> _Work to complete_:
Find every line in the records below that contains the string "shelf" and copy each of those lines.

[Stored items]

○ ○ ○ ○ ○ ○ ○

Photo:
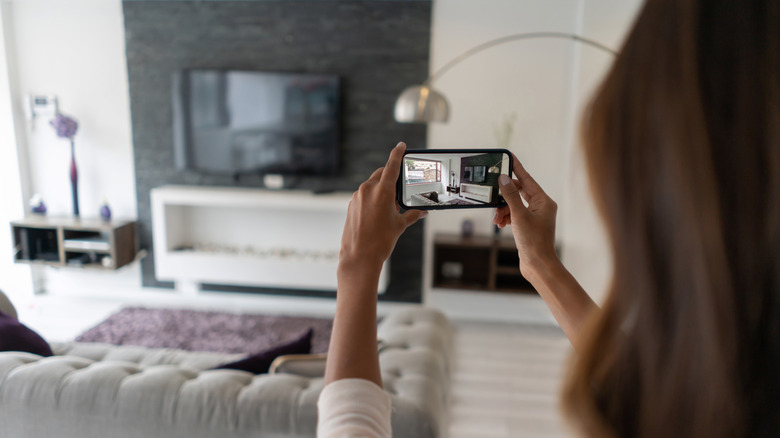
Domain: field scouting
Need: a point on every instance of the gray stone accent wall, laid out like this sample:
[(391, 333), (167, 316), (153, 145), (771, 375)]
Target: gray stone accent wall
[(376, 47)]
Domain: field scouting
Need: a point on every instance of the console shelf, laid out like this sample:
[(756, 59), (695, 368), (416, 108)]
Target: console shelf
[(478, 263), (74, 242), (248, 237)]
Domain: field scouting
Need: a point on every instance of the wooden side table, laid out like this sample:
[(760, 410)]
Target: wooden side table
[(66, 241), (478, 263)]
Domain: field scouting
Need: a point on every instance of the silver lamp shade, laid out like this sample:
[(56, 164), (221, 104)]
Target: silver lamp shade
[(421, 104)]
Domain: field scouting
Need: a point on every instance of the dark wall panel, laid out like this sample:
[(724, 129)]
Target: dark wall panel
[(376, 47)]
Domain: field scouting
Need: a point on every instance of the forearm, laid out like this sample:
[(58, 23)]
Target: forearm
[(353, 344), (567, 300)]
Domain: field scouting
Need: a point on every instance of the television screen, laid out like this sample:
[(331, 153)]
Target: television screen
[(245, 122)]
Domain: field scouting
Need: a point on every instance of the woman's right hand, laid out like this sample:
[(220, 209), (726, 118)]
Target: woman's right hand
[(533, 226)]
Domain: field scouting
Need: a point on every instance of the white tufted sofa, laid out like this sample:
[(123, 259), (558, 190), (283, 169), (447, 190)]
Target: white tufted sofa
[(99, 390)]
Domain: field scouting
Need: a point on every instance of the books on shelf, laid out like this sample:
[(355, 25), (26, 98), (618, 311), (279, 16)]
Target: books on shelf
[(88, 243)]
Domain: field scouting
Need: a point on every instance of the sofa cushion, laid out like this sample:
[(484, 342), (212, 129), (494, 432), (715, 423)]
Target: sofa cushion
[(260, 362), (6, 306), (15, 336)]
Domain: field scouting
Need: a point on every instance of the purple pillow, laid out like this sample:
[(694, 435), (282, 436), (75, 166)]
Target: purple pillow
[(15, 336), (259, 363)]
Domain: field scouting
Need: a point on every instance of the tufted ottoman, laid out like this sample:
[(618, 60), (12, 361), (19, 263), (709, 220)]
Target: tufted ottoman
[(100, 390)]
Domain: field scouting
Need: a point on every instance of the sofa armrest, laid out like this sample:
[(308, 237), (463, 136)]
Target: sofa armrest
[(306, 365), (6, 306)]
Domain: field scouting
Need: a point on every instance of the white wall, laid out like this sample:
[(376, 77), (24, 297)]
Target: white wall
[(543, 81), (75, 50), (15, 279)]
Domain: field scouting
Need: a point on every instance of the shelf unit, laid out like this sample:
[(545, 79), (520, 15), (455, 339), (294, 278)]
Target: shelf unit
[(249, 221), (478, 263), (74, 242)]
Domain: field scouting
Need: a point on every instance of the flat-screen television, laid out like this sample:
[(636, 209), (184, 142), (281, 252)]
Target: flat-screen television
[(241, 122)]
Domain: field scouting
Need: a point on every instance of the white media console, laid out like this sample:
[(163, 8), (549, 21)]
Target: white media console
[(248, 237), (476, 192)]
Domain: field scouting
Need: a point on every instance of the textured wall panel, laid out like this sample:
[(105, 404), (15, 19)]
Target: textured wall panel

○ ○ ○ ○ ○ ○ ○

> _Written response_:
Need: a point on every instance of the console shelf, laid out like this sample:
Target: console shelf
Need: a point on every instance of the books on shelf, laid out like this sample:
Target: books on shelf
Need: a point on every instance of the shelf unit, laid out like this sample:
Target: shelf unit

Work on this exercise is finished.